>>>

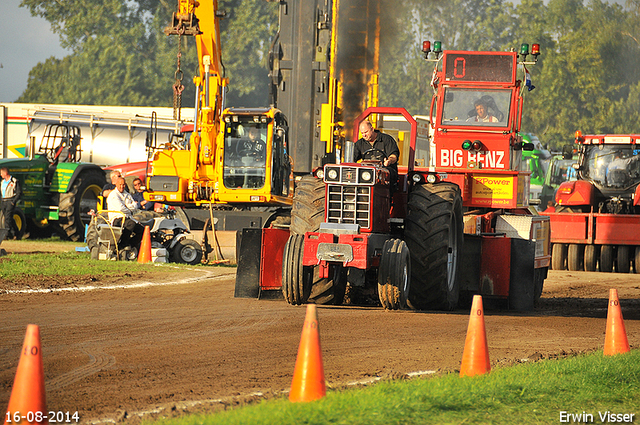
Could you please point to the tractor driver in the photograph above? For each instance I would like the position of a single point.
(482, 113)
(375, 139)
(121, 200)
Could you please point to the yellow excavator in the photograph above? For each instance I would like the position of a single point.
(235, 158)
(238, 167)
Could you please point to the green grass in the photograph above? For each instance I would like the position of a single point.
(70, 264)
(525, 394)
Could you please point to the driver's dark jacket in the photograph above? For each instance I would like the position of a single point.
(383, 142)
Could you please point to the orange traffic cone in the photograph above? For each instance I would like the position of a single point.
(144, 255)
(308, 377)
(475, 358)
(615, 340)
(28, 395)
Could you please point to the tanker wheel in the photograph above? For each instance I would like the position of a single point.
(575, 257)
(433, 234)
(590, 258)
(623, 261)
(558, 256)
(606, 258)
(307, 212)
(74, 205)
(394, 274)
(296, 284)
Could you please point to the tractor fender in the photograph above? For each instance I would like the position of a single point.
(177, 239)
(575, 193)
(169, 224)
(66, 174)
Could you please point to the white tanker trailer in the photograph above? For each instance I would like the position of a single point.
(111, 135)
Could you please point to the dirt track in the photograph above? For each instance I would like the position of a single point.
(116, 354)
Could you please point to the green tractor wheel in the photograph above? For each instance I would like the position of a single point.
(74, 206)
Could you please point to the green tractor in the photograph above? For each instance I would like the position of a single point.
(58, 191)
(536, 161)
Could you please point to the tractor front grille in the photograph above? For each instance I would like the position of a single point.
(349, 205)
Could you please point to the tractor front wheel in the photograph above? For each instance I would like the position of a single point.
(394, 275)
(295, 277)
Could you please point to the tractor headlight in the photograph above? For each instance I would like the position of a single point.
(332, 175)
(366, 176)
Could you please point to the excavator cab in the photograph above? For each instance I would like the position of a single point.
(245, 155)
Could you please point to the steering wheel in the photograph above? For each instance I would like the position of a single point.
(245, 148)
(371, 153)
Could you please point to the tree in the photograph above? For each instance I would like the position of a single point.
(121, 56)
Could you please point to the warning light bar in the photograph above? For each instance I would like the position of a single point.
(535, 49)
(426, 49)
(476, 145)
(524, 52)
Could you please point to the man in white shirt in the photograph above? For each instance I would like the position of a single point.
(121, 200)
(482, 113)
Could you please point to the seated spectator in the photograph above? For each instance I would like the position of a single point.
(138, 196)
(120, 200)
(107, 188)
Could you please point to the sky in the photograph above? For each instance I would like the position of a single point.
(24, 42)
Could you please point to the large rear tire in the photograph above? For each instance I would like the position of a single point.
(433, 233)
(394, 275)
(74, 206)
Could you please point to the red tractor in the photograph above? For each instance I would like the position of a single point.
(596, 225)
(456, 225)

<<<

The task: Reproduce all of the material above with "photograph" substituted by "image" wherever it occurs, changing nothing else and leaving out the pictures.

Solution for this task:
Could you please point to the tractor driver in the image above? For each instance I would like the position of a single point.
(482, 113)
(375, 139)
(121, 200)
Could you please point to the yellow excavator in the image above? For each instance I would like the position of a single point.
(235, 158)
(238, 167)
Could you please point to the green grass in the image above? For each instance I would like the position of a single point.
(70, 264)
(525, 394)
Could you please point to the driver's dark jacket in the image above? For each instance I would like the position of a single point.
(383, 142)
Could you please point to the orange traffic cone in the image above? For each instance I would like the position of a single point.
(144, 255)
(308, 377)
(475, 358)
(615, 340)
(28, 395)
Could you please point to the tanker wheel in the image above? For each instance I would like the position of a single point.
(575, 257)
(433, 234)
(590, 258)
(623, 261)
(558, 256)
(606, 258)
(307, 212)
(74, 205)
(394, 274)
(296, 284)
Could you please point to the tractor fender in the image above? For each instance I would like the position of a single point.
(177, 239)
(575, 193)
(169, 224)
(66, 174)
Could you please point to the white tanker trailer in the image above? For each instance I would like the position of a single point.
(111, 135)
Could you please point to the dirt track in the image above? For each instance I would like the position of a single point.
(116, 354)
Could you please point to the green tractor wheel in the image above? For each instance I would like the position of a single point.
(74, 206)
Could you please point to the green tractor in the image above? For each instance I would like the position of a single point.
(58, 191)
(536, 161)
Could you please point to the tractor front grille in the image above? For each instance I would like the position of a single point.
(349, 205)
Could you please point to the tractor front wheel in the image above? For each instance I would like the position of a single point.
(394, 275)
(295, 277)
Could you please point to the tractor headlight in the image above? For each instance I would like the position of a single point.
(332, 175)
(366, 176)
Could you please point to the excavator cab in the image above? For each instance I would like the position of a single point.
(245, 155)
Could you please point to the steering wheel in the image above? For each instance I would like the position of a single point.
(245, 148)
(371, 153)
Could you please point to the tree in the image above? For each instance I would like the position of a single point.
(121, 56)
Could you please point to the warning light bar in the image above? For each instance I would like the position of a single point.
(535, 49)
(426, 49)
(476, 145)
(524, 52)
Could you please point to the man in white shirt in the image above? For each instance I would like the position of a single point.
(121, 200)
(482, 113)
Could you please point to the seated spectator in the image above? For each instance I would like the position of a single point.
(138, 196)
(120, 200)
(107, 188)
Could you please point to the sky in the image above? For each instance I would like the position of a single point.
(24, 42)
Could you please point to the large rear tire in the image above? For each instance I would like the position of a single point.
(433, 233)
(394, 275)
(74, 206)
Could you please point to the red tractor in the image above? For each instance I would like the position of a single point.
(596, 225)
(456, 225)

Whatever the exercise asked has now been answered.